| The problem |
Copy out the entire listing below word for word, leaving out the pictures.

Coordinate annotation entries
* start *
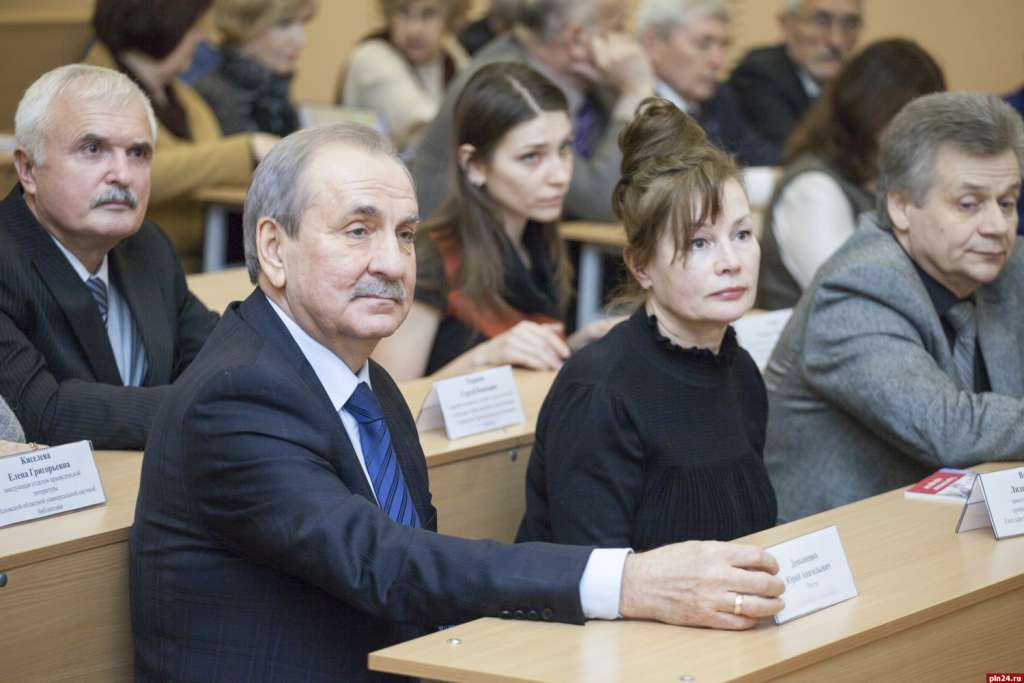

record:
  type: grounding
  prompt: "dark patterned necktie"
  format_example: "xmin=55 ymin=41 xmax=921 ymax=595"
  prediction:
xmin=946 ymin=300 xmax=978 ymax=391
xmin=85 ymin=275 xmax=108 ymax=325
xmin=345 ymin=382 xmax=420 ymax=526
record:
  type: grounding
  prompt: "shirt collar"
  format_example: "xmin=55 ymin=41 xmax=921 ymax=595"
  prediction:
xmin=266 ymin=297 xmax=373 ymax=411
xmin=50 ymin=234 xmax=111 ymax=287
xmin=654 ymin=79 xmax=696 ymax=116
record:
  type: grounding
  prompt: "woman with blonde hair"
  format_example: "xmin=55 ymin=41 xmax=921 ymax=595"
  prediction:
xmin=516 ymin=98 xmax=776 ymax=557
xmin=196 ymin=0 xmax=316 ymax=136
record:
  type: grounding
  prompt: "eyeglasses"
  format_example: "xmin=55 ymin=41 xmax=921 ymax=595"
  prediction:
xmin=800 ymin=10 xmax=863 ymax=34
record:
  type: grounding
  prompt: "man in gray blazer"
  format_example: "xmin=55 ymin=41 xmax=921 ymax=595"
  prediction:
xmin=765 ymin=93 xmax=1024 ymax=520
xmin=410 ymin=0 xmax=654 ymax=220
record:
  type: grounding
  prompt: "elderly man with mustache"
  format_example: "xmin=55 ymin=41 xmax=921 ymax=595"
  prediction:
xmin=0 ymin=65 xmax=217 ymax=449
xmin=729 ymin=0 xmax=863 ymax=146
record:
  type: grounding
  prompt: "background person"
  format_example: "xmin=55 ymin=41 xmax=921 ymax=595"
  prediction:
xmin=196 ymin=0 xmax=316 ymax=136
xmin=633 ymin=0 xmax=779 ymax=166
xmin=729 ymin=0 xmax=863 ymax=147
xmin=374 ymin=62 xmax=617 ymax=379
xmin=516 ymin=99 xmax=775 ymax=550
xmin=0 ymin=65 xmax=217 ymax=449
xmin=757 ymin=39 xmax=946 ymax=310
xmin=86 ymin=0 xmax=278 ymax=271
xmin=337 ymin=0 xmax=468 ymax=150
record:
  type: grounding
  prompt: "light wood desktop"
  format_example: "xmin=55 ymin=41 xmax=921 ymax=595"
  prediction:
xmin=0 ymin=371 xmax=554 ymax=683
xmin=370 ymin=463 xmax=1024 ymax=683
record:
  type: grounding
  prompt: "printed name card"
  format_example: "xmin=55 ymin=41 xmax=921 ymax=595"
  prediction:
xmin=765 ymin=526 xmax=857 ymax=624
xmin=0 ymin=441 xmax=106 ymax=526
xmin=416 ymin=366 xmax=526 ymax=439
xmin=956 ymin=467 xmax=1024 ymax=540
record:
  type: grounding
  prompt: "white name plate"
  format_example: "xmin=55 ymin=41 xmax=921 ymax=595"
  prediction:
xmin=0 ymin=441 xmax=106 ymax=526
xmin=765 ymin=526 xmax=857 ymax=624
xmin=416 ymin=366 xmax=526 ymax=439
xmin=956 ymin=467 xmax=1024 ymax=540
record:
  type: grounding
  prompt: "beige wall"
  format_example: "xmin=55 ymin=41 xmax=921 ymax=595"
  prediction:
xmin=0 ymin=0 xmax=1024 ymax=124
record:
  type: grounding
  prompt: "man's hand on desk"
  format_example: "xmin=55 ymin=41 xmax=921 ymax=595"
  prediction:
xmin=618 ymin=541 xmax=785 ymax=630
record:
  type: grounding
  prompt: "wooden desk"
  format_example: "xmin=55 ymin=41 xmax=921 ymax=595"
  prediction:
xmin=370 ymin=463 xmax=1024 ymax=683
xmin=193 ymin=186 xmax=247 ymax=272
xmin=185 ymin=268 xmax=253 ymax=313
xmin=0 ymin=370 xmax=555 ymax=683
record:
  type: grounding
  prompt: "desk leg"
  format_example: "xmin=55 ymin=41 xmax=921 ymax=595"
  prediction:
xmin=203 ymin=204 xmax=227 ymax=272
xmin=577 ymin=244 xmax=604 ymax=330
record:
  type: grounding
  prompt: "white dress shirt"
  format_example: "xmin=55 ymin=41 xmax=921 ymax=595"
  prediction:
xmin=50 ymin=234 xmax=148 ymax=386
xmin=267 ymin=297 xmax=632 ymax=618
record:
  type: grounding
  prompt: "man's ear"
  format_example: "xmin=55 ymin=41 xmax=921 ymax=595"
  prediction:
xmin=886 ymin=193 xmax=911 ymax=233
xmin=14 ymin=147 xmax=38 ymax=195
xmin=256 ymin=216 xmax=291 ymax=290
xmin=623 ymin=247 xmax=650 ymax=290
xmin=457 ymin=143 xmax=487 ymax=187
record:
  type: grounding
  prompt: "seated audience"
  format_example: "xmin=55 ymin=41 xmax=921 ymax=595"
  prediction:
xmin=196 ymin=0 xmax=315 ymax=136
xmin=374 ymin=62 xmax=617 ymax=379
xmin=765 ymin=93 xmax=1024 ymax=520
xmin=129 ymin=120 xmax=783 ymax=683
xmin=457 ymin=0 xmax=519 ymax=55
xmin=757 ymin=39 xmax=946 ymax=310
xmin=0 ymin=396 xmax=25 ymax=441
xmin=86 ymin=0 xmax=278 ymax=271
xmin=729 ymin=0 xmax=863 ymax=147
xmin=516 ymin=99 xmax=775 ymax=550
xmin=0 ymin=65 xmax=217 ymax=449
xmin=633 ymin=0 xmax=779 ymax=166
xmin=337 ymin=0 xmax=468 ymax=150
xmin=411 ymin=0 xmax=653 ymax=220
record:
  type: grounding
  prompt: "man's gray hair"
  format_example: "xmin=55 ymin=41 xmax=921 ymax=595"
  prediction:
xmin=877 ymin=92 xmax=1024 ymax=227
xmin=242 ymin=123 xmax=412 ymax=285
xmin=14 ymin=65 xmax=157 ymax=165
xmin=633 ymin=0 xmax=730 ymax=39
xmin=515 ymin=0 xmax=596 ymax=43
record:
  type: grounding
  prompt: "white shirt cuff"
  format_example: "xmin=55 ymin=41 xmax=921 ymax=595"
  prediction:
* end *
| Problem solution |
record:
  type: grounding
  prompt: "dark patterned necktie"
  format_example: "xmin=55 ymin=41 xmax=921 ymax=595"
  prediction:
xmin=946 ymin=300 xmax=978 ymax=391
xmin=85 ymin=275 xmax=108 ymax=325
xmin=345 ymin=382 xmax=420 ymax=526
record:
  type: grounding
  prompt: "shirt collar"
  format_example: "xmin=55 ymin=41 xmax=921 ymax=595"
  prediction:
xmin=266 ymin=297 xmax=373 ymax=411
xmin=50 ymin=234 xmax=111 ymax=287
xmin=654 ymin=79 xmax=696 ymax=116
record:
  type: grounding
  prompt: "woman with blonde hair"
  format_example: "xmin=55 ymin=41 xmax=921 ymax=595"
  prediction:
xmin=516 ymin=98 xmax=776 ymax=557
xmin=196 ymin=0 xmax=316 ymax=136
record:
  type: grounding
  prompt: "eyeglasses"
  format_example: "xmin=55 ymin=41 xmax=921 ymax=595"
  prediction:
xmin=800 ymin=10 xmax=863 ymax=34
record:
  type: grounding
  prompt: "man in gray blazer"
  format_example: "xmin=55 ymin=41 xmax=921 ymax=595"
  prediction:
xmin=765 ymin=93 xmax=1024 ymax=520
xmin=410 ymin=0 xmax=654 ymax=220
record:
  type: grounding
  prompt: "elderly man with mustache"
  format_example: "xmin=55 ymin=41 xmax=921 ymax=595"
  prediction:
xmin=0 ymin=65 xmax=217 ymax=449
xmin=729 ymin=0 xmax=863 ymax=146
record:
  type: grounding
  prompt: "background person"
  format_example: "xmin=55 ymin=41 xmax=921 ymax=595"
  prediction:
xmin=196 ymin=0 xmax=316 ymax=136
xmin=633 ymin=0 xmax=779 ymax=166
xmin=729 ymin=0 xmax=863 ymax=147
xmin=374 ymin=62 xmax=617 ymax=379
xmin=516 ymin=99 xmax=775 ymax=550
xmin=0 ymin=65 xmax=217 ymax=449
xmin=757 ymin=39 xmax=946 ymax=310
xmin=86 ymin=0 xmax=278 ymax=271
xmin=337 ymin=0 xmax=468 ymax=150
record:
  type: grounding
  prompt: "light wood desktop"
  format_example: "xmin=55 ymin=41 xmax=921 ymax=595"
  prediction:
xmin=0 ymin=371 xmax=554 ymax=683
xmin=370 ymin=463 xmax=1024 ymax=683
record:
  type: grounding
  prompt: "printed name card"
  format_example: "xmin=55 ymin=41 xmax=921 ymax=595"
  prediction:
xmin=765 ymin=526 xmax=857 ymax=624
xmin=0 ymin=441 xmax=106 ymax=526
xmin=416 ymin=366 xmax=526 ymax=439
xmin=956 ymin=467 xmax=1024 ymax=540
record:
  type: grounding
  prompt: "white name plate"
  format_example: "xmin=55 ymin=41 xmax=921 ymax=595"
  prediction:
xmin=0 ymin=441 xmax=106 ymax=526
xmin=765 ymin=526 xmax=857 ymax=624
xmin=416 ymin=366 xmax=526 ymax=439
xmin=956 ymin=467 xmax=1024 ymax=540
record:
  type: grounding
  prompt: "beige wall"
  format_example: "xmin=55 ymin=41 xmax=921 ymax=595"
  prediction:
xmin=0 ymin=0 xmax=1024 ymax=124
record:
  type: grounding
  prompt: "man's hand on desk"
  format_example: "xmin=55 ymin=41 xmax=921 ymax=595"
  prediction:
xmin=618 ymin=541 xmax=785 ymax=630
record:
  type: grounding
  prompt: "wooden desk"
  format_example: "xmin=55 ymin=41 xmax=921 ymax=595"
  prediction:
xmin=370 ymin=463 xmax=1024 ymax=683
xmin=193 ymin=186 xmax=247 ymax=272
xmin=185 ymin=268 xmax=253 ymax=313
xmin=0 ymin=370 xmax=555 ymax=683
record:
  type: grounding
  prompt: "desk leg"
  format_example: "xmin=55 ymin=41 xmax=921 ymax=595"
  prediction:
xmin=203 ymin=204 xmax=227 ymax=272
xmin=577 ymin=244 xmax=604 ymax=330
record:
  type: grounding
  prompt: "white dress shirt"
  format_example: "xmin=55 ymin=41 xmax=921 ymax=595"
  prediction:
xmin=50 ymin=234 xmax=148 ymax=386
xmin=267 ymin=297 xmax=632 ymax=618
record:
  type: grounding
  prompt: "man's ear"
  format_example: "xmin=55 ymin=41 xmax=921 ymax=595"
  prediction:
xmin=886 ymin=193 xmax=911 ymax=233
xmin=14 ymin=147 xmax=38 ymax=195
xmin=256 ymin=216 xmax=291 ymax=290
xmin=623 ymin=247 xmax=650 ymax=290
xmin=457 ymin=143 xmax=487 ymax=187
record:
  type: grounding
  prompt: "seated audience"
  format_example: "xmin=55 ymin=41 xmax=921 ymax=595"
  prediction:
xmin=196 ymin=0 xmax=315 ymax=136
xmin=374 ymin=62 xmax=617 ymax=379
xmin=765 ymin=93 xmax=1024 ymax=520
xmin=129 ymin=120 xmax=783 ymax=683
xmin=457 ymin=0 xmax=519 ymax=55
xmin=757 ymin=39 xmax=946 ymax=310
xmin=0 ymin=396 xmax=25 ymax=441
xmin=86 ymin=0 xmax=278 ymax=271
xmin=729 ymin=0 xmax=863 ymax=147
xmin=516 ymin=99 xmax=775 ymax=550
xmin=0 ymin=65 xmax=217 ymax=449
xmin=633 ymin=0 xmax=779 ymax=166
xmin=337 ymin=0 xmax=468 ymax=150
xmin=411 ymin=0 xmax=653 ymax=220
record:
  type: grounding
  prompt: "man's gray hair"
  format_example: "xmin=55 ymin=41 xmax=921 ymax=595"
  prediction:
xmin=877 ymin=92 xmax=1024 ymax=227
xmin=242 ymin=123 xmax=412 ymax=285
xmin=14 ymin=65 xmax=157 ymax=165
xmin=633 ymin=0 xmax=730 ymax=39
xmin=515 ymin=0 xmax=596 ymax=43
record:
  type: grounding
  prompt: "white shirt cuff"
  format_example: "xmin=55 ymin=41 xmax=921 ymax=595"
  prediction:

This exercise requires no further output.